There is cultural lag in Americans' perception of the educational attainment and achievements of girls and boys. While the feeling persists that girls are ignored in public school, remain passive, have low self-esteem, and so forth, girls are far higher achievers in public schools than boys, and they are more likely to go to college. According to the U.S. Department of Education, girls get better grades in public schools, are slightly more likely to enroll in higher-level math and science courses, and outnumber boys in student government, honor societies, school newspapers, and debating teams. Girls read more books than boys, outperform them on tests for artistic and musical ability, and are more likely to study abroad. Boys are more likely to be suspended from school, held back, drop out, or be involved in crime, alcohol, or drugs. Boys are more than three times more likely to receive a diagnosis of attention deficit hyperactivity disorder. While girls are more likely to attempt suicide, boys are more likely to succeed in killing themselves by a ratio of more than five to one. In 1996, there were 8.4 million women but only 6.7 million men enrolled in college, and the projections are that by 2007, women will outnumber men in college even more substantially—9.2 million women and 6.9 million men. (Sommers, p. 29)

The comparative power of women with high levels of education will increase, the wage gap will close or favor women, more joint career decisions will be made that consider women's job prospects first, and the centrality of women as decision makers will increase in regard to use of free time within families and couples.

Such changes may mean that women's leisure patterns will diversify and their leisure desires will be addressed to a greater extent. When they are not, women will make increasing demands for differentiation of leisure sites and services to meet their interests, and they will exert more power in shaping them.

A Revolution in Work Changes in technology have revolutionized work in ways that are revolutionizing the rest of life, customizing every individual's life in the process. When the factory system standardized work in Europe and North America, which was done outside the home in big ugly buildings, public education followed suit. The factory approach to public education resulted in standardized buildings, standardized curricula, standardized textbooks and teacher qualifications, and standardized notions of the truth.

Leisure became more standardized, too, from bowling alleys to shopping malls to TV shows, which more than half the households in the country watched. The scientific management of factory work, including time and motion studies undertaken by Fredrick Taylor, carried over into leisure activity such as sport; coaches began to use the same time and motion analysis of athletes and specialization of tasks that Taylor used for workers (Kanigel). Standardized retirement assistance, social security, produced a standardization of the age of retirement—sixty-five—in Germany first and later in many countries.

## Dataset content:
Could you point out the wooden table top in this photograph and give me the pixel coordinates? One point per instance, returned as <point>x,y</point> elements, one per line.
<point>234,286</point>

## Exercise:
Please explain, in one to three sentences, what the passage on education, work, and leisure says caused the age of retirement to become standardized at sixty-five. The material can be set aside; it plays no part in this exercise.

## Response area:
Standardized retirement assistance in the form of social security produced a standard retirement age of sixty-five. This happened first in Germany and later in many other countries.